■ Exercise brief ■
For every record below, repeat the text exactly and pass over any image.

■ Given data ■
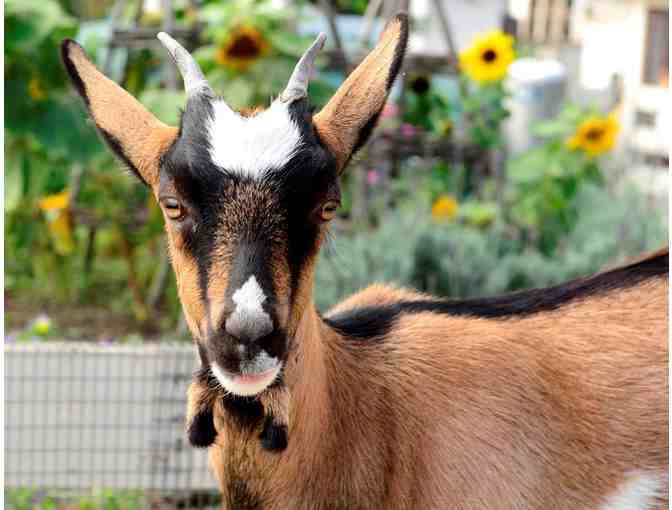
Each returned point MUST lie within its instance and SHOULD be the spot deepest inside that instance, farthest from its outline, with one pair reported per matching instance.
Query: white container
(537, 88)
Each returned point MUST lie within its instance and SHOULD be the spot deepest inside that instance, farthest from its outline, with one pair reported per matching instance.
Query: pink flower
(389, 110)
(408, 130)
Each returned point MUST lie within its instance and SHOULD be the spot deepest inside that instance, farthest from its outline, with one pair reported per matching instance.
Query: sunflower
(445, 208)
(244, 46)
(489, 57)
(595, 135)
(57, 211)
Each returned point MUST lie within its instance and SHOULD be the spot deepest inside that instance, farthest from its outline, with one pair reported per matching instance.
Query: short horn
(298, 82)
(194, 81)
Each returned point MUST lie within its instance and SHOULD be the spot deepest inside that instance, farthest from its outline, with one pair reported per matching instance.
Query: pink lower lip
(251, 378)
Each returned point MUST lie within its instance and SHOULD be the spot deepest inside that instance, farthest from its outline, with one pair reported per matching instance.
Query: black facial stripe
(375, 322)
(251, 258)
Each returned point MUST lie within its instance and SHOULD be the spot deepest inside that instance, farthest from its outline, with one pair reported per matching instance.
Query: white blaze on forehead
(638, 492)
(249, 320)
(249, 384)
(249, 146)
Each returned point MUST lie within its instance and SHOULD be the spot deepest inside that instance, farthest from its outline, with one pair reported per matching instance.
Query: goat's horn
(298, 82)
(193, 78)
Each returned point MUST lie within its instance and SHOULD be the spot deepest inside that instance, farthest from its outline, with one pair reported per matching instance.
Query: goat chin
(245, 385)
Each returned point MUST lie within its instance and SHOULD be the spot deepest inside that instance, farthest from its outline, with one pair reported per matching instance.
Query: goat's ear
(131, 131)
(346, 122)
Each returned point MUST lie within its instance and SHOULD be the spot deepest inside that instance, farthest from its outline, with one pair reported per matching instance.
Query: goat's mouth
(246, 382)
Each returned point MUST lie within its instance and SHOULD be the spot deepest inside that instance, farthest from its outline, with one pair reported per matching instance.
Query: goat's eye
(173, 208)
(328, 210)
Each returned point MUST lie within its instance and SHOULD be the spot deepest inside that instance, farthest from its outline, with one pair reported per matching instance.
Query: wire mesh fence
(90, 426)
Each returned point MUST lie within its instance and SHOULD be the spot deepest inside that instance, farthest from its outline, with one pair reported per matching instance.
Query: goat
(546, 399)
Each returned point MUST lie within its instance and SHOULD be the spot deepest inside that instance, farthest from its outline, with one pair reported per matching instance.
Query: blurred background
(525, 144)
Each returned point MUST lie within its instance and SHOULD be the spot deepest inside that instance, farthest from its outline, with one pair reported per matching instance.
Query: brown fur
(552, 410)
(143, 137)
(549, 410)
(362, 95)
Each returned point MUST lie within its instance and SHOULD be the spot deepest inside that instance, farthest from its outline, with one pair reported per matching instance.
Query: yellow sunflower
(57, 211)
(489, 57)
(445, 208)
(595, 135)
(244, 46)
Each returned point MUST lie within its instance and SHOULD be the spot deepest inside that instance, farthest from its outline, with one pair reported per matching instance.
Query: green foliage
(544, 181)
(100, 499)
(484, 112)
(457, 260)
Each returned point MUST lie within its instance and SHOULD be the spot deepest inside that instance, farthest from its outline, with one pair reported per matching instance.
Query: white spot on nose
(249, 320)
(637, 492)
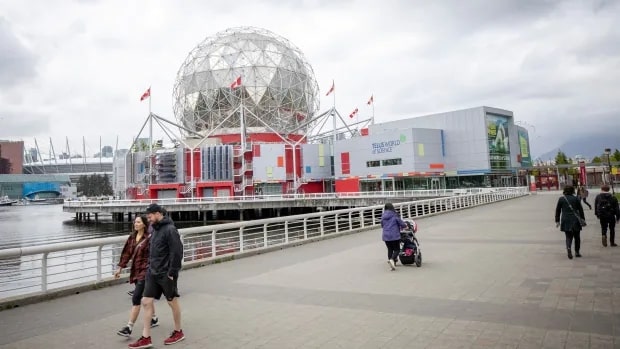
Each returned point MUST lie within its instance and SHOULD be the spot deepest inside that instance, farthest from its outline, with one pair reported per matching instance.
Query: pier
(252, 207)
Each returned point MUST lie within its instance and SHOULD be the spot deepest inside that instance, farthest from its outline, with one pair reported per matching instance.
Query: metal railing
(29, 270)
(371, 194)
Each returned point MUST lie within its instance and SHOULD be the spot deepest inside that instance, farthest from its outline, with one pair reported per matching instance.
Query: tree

■ Expected answer ■
Each returned point MUST lie within its instance and SHOULD be the spot deepest inside that instance, farthest from its outline, with one pair reported per matching instance.
Query: white container
(537, 88)
Each returned point MUST lie within its instance and SHOULD be the spot deepest inside that instance, farthest from its outline, with one pair reported per matching instance.
Query: pink flower
(389, 110)
(408, 130)
Each returned point MUST lie within its instance and SHOULD be the spot deepest inside that instance, farthest from its outline, with one pair reported per matching instance.
Query: sunflower
(445, 208)
(244, 46)
(489, 57)
(595, 135)
(57, 211)
Each returned point MUST lie within its instance and SHOULD be the spot deepest inside that instance, farthest from its outline, with one pair reported per matching instance.
Query: short horn
(298, 82)
(194, 81)
Each returned point MUST lie within its instance and SHOULD be the spot deepest inside that instance, farthest from its outline, with one pair reported per matching instance.
Query: pink lower lip
(251, 378)
Each returned point MUST lie within its instance and SHOULD be the spot deepest inside that instance, farthest from its outline, with one pair reported per matching instance.
Query: black facial stripe
(375, 322)
(251, 258)
Each returned point MUST lie within its instance and SHOULD be the spot deepest inside that instance, farthest from its outline, with one pair reported per matching instance.
Query: white blaze on forehead
(638, 492)
(249, 320)
(249, 384)
(249, 146)
Each returned point MUST lie within its instance and SHOULD be the spot deepest inside that instance, farthest from its outline, with one pair reported per matching instance.
Query: goat's horn
(298, 82)
(193, 78)
Each returned point MUST lie within its instance and SHOULD be the spot deepest inside that instance, farthest from its outline, with one pair reported per matching instance.
Query: goat chin
(245, 385)
Each returned point MUST lie within its instance and SHOULD be the spot deepest inside that instance, farthest from its outline, with one pair reported per matching instance.
Query: goat's ear
(131, 131)
(346, 122)
Each returned point MUST lie within its instance and SHOULD be the spot deepest inside that instance, farthest from its outline, with one pair reported per matching instance.
Query: goat's mouth
(246, 382)
Each returned point MUST lie within its instance and SHOULD be the spot deepest inside that instance, farthest from its outline, with one pair reported per matching instance.
Query: goat's eye
(173, 208)
(328, 210)
Each returned point MUST lie within its instance and SHOULD be the spot deepest inside that instance, farthest from its outline, with one pair reported per matching instance.
Query: wire mesh fence
(90, 426)
Each returned point MUST lie within its instance and SHOULD be the spot deepest inside that instance, farthest from its outline, with one pair reported per matching instance.
Query: goat
(546, 399)
Each returned point MUST lie within its instance and SHOULD be the spot deepest inside that instance, farthest from its outline, with one pair reported per matching instance.
Query: blurred background
(525, 144)
Each returned point MUST lie within its instance and SHOULD be the spot deepest inside that instance, farthest from its outline, with one pair reported per matching instance.
Query: brown fur
(552, 410)
(143, 137)
(549, 410)
(362, 95)
Each returned point MUST lie within its instance and SHOULD be the spot deepest inside that instance, farthest from its outline, with one pair reported per matching instance.
Query: yellow sunflower
(57, 211)
(489, 57)
(445, 208)
(595, 135)
(244, 46)
Each returned point MUST lie within its instance and SHOULD be the spot deepest inside that instance, farthest from its outline, with one pair reported per matching instance.
Query: green foliage
(544, 181)
(100, 499)
(484, 112)
(457, 260)
Each returned point MUST lie within its instance and SHOULD be the spot deepest inside that instance, farthest from its outline, with one pair reported per matching instance.
Query: white spot on nose
(249, 320)
(637, 492)
Each returned point MUST lie within its instance and SHOULD be the spot deepest inside that instance, farthest from its outline, with one pair reported per matching instance.
Query: pier
(252, 207)
Each returned point MUST lie within its instance and SHOULD be the spot deepest inside that instance, farthest from its outline, with one pair reported per matching instance.
Query: metal railing
(29, 270)
(371, 194)
Each returned point MUST lie within its instance and SHOULD be the spot deepest inside that instance, farthest from its outline, with one pair reported per matching instance.
Query: tree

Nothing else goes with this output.